───── Data for analysis

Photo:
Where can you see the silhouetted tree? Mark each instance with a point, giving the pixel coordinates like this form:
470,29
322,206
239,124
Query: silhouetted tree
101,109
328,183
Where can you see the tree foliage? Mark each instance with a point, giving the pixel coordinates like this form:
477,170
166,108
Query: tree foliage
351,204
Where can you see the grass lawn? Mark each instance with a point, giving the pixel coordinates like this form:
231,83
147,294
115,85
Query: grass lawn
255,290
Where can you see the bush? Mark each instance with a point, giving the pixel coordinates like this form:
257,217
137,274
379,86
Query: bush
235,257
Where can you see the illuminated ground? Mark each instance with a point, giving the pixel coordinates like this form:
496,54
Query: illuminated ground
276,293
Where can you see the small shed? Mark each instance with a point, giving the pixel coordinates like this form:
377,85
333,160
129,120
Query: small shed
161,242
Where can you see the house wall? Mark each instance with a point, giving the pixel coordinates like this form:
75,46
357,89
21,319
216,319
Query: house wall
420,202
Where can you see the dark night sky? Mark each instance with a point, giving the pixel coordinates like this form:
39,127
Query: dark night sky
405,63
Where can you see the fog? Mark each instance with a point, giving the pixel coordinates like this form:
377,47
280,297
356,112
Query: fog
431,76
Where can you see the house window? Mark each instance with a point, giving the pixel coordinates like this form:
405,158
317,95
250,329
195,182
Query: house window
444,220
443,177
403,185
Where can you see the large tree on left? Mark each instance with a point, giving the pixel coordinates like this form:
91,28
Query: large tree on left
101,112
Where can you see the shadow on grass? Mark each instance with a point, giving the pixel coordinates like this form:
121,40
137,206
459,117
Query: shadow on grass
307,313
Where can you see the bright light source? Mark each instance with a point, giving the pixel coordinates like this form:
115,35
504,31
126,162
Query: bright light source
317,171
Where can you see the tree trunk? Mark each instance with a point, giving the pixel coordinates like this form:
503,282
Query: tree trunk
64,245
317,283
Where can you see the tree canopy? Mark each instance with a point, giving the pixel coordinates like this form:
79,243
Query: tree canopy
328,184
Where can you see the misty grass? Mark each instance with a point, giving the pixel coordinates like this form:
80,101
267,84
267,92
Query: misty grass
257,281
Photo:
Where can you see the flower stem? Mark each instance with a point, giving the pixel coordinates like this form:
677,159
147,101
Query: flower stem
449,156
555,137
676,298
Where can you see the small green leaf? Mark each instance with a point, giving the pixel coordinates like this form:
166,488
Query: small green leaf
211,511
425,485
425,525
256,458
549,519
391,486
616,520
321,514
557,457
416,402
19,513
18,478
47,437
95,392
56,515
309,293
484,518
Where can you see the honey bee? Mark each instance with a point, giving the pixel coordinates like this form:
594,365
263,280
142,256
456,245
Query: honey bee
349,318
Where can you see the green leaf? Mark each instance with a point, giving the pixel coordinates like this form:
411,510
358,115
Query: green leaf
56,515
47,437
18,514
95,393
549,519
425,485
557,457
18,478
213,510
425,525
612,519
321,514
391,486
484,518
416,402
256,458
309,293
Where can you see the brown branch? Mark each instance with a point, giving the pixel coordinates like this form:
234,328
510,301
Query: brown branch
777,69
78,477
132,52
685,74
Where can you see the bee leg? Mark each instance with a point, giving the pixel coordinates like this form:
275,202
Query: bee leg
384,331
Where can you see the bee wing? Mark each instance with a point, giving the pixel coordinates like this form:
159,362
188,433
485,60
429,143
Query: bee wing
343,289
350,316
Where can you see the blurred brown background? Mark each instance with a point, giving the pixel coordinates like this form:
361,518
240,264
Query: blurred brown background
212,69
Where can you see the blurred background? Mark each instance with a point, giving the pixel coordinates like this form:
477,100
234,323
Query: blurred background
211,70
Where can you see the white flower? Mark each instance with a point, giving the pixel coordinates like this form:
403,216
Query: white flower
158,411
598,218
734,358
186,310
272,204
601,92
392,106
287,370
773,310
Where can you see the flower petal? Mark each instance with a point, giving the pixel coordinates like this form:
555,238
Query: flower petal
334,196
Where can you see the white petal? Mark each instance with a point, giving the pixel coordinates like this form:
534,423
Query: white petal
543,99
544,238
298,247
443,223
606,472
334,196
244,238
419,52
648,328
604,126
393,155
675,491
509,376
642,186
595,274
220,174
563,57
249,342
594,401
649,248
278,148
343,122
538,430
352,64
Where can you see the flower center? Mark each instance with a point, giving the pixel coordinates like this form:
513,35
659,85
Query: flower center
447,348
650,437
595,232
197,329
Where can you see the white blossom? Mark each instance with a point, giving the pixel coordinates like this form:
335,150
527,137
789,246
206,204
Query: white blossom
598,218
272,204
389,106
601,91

──────────

- **Description of the task**
Transcribe the whole listing with nothing added or left out.

- **Solution for this exercise**
Photo:
Where can you see the silhouetted tree? Mark each instance with a point, giving the pixel coordinates like this form:
470,29
322,206
239,124
Query: silhouetted tree
101,109
328,183
Where can you see the tree foliage? Mark each instance with a point, giving the pixel coordinates like this form:
477,170
166,108
Query: tree foliage
351,204
Where can you see the grass lawn? Mark each instance with a point, giving the pixel coordinates like this form:
231,83
147,294
115,85
Query: grass lawn
255,290
Where can you see the bush? Mark each instance with a point, giving the pixel coordinates like this form:
257,217
137,274
379,86
Query: bush
235,257
Where can you see the illuminated ground? Mark each instance with a point, giving the pixel coordinates like this form:
496,54
Query: illuminated ground
276,293
Where can you see the small shed? Mark each instance with a point, giving the pixel coordinates like this form:
377,85
333,160
129,120
Query: small shed
161,242
Where can you see the house wall? Mark each instance with a point, giving the pixel coordinates like this form:
75,46
357,89
21,319
216,319
Query: house wall
420,202
Where can you see the dark night sky? Mark each instance with a point, giving the pixel coordinates like this form:
39,127
Query: dark night sky
405,63
Where can you see the fog? Mark each instance with a point, giving the pixel coordinates like this form:
377,47
280,297
356,112
Query: fog
431,76
Where can you see the house window? Mark each instance with a point, giving the pixel coordinates like this form:
405,158
317,95
250,329
195,182
Query: house window
444,220
443,177
403,185
Where can you see the large tree on left? Mark each instance with a point, giving the pixel coordinates like this form:
91,28
Query: large tree on left
101,112
Where can you see the shadow on grass? Mark each instance with a point, giving the pixel coordinates like this form:
121,40
137,206
459,117
Query: shadow on grass
307,313
Where can you see the bright light source? Mark each instance with a point, giving the pixel coordinates like this form:
115,35
504,31
126,162
Query: bright light source
317,171
Where can you see the tree trunk? Mark each instance with a point, giving the pixel coordinates like this form:
503,282
Query: tree trunk
64,245
317,283
Where can you see the tree canopy? Mark each instance with a point, giving the pixel coordinates like this form:
79,243
Query: tree canopy
328,184
Where can you see the misty grass? Mark each instance with a point, giving the pixel coordinates like this form:
80,101
267,84
267,92
Query: misty grass
257,281
Photo:
Where can you see the flower stem? Mark each instance with a point, giving the pixel coordinates like this form:
677,159
147,101
Query: flower stem
449,156
555,137
676,298
Where can you see the small green leaf? Mark each instance with a point, giving the pixel coordinates like this form:
166,488
Query: small green leaf
211,511
425,485
425,525
256,458
549,519
391,486
616,520
321,514
557,457
416,402
19,513
18,478
47,437
95,392
56,515
309,293
484,518
Where can you see the honey bee? Mark each instance with a point, giving the pixel coordinates like this form:
594,365
263,280
142,256
456,245
Query: honey bee
349,318
Where can you see the green leaf? Mark each instance with a point, giving the pixel coordinates like this form:
411,510
358,115
Query: green leaf
56,515
47,437
18,514
95,393
549,519
425,485
557,457
18,478
213,510
425,525
612,519
321,514
391,486
484,518
416,402
256,458
309,293
Where can you see the brown branch? Mark each instance with a point, giving the pixel coordinates like this form:
234,328
510,301
Query: brown branch
777,69
78,477
132,52
685,74
Where can you see the bee leg? Mark each instance with a point, giving the pixel coordinates like this form:
275,202
Query: bee leg
384,331
Where can you see the bee wing? Mark each instance with a point, giving the pixel coordinates like this form:
159,362
188,433
485,60
429,143
Query: bee wing
343,289
350,316
Where can you see the blurred brown background? Mark each instance with a point, giving the pixel coordinates like this form:
361,518
240,264
Query: blurred brown background
212,69
Where can you see the blurred background? Mark each instance with a point, giving the pixel coordinates like this form:
477,100
234,323
Query: blurred background
211,70
Where can you see the white flower? Mark each instance with a point, giving the pixel coordinates like this form:
403,216
Query: white flower
158,411
598,218
734,358
186,310
272,204
601,92
392,106
287,370
773,310
Where can you see the flower petal? Mark each instance with a point, giving the pixel coordinates like this form:
555,238
Query: flower petal
334,196
Where can you see the white petal? Mark each instance with a point, giving the pixel coordinates like this form:
534,423
Query: white petal
543,99
544,238
298,247
443,223
606,472
334,196
244,238
419,52
648,328
604,126
393,155
675,491
509,376
642,186
595,274
220,174
563,57
249,342
594,401
649,248
278,148
343,122
538,430
352,64
Where can you see the flower center? Mark each instance with a point, giving the pixel coordinates like this form:
513,35
659,85
Query: flower center
447,348
650,437
595,232
197,329
Where can you see the white blossom? Mark each instance with a point, giving the pixel coordinates like this form:
335,150
527,137
789,246
206,204
Query: white blossom
598,218
272,204
389,106
601,91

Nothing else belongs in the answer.